→ Requests
1. Echo the passage of the blog post on cloning GitHub repos to CodeCommit that runs between "Backup your backups" and "had the cloud!", inclusive.
2. Proceed with the blog post on cloning GitHub repos to CodeCommit, picking up right after its final sentence.

How to clone Github repos to CodeCommit using Lambda

Written on July 30, 2019

Backup your backups

I’ve always had backups of my stuff, first it was photos on multiple hard drives in different locations, then we had online backup services and then we had the cloud!

I still keep copies of that stuff across different locations, but one thing that was bugging me was that I didn’t have a backup of my Github repos.

Now lets face it, the world would probably be a better place without some of my code hacks lying around, but Github is the place where I keep and host this blog. Again, some may argue that loosing this wouldn’t be a bad thing either ;) But I’ve spent a lot of time writing here, I enjoy it and it’s great to see how I am progressing…so for me personally it would be a shame to loose all that.

This blog has also been about learning new things and documenting as I go, so sometimes I pick the road less travelled in an effort to keep learning. So yes, the easy option would have been to configure my profile to have multiple remotes and push to both of them at the same time.

→ Data section
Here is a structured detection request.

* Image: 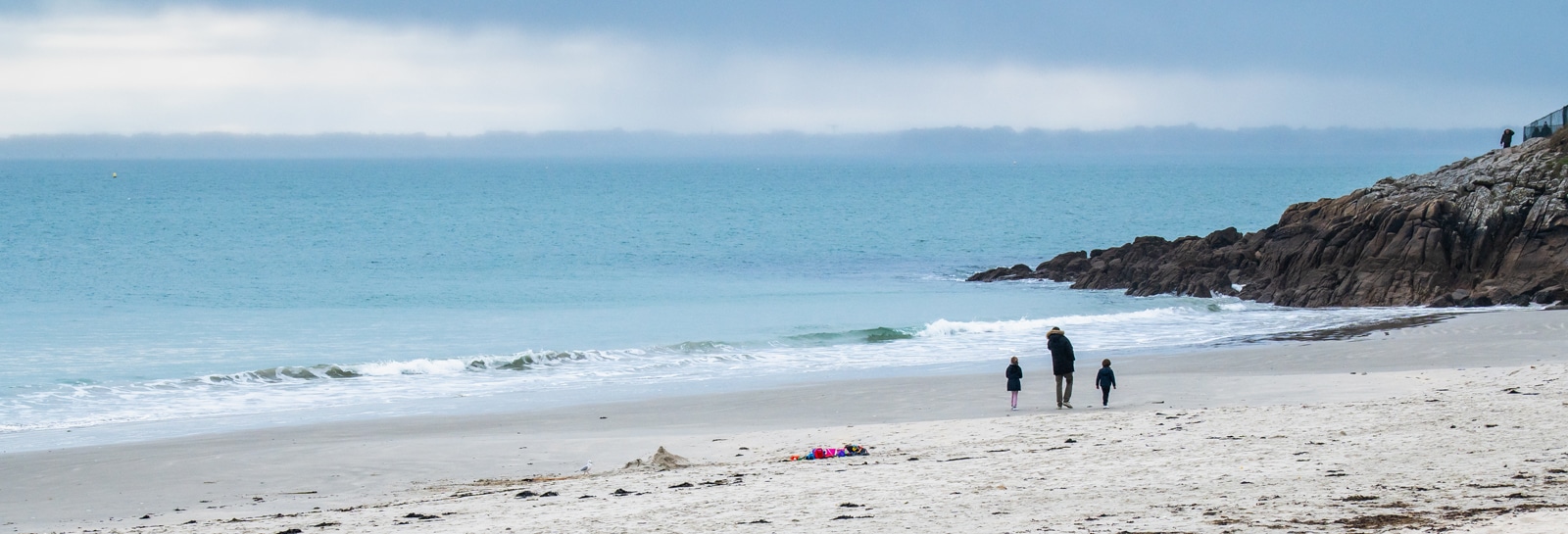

→ Task answers
1.
Backup your backups

I’ve always had backups of my stuff, first it was photos on multiple hard drives in different locations, then we had online backup services and then we had the cloud!

2.
I wanted a challenge so came up with the idea of getting Lambda to poll my account, clone the repos and push them to CodeCommit.

Gitops

I know about 6 Git commands off the top of my head (ha ha Dad joke) and they can get me out of trouble with the odd rogue commit, but most of the time I’m using VS Code and the built in Git UI. So I guess I went into this a bit naive, but ended up doing a bit of research and found GitPython which unsurprisingly is a Python wrapper for running Git commands.

A few things to note about GitPython

  • You still need git! Yes that’s write it’s just a wrapper and you still need Git installed, more on this later!
  • You need Python 3, this tripped me up as I found another helper for CodeCommit that was in version 2 and gave up trying to port that.

So the actual Python code wasn’t too complex, I get a list of my repos from a JSON file I’m hosting…on Github (inception), then clone these to the local storage on Lambda and push them to CodeCommit. That’s right Lambda has some local storage you can use for this available at ‘/tmp’

This the Lambda entry function

def run(event, context):
    #Get a list of repos as JSON
    repoList = requests.get('https://raw.githubusercontent.com/msimpsonnz/gitbackup/master/repo.json').json()
    #Run over each repo
    for repoName in repoList["repos"]:
        print(repoName)
        clone(repoName)

Then we clone each repo, check CodeCommit, create a repo if there isn’t one, then setup the remote and then the final push:

def clone(repoName):
    localDir=f'/tmp/{repoName}'
    try:
        shutil.rmtree(localDir)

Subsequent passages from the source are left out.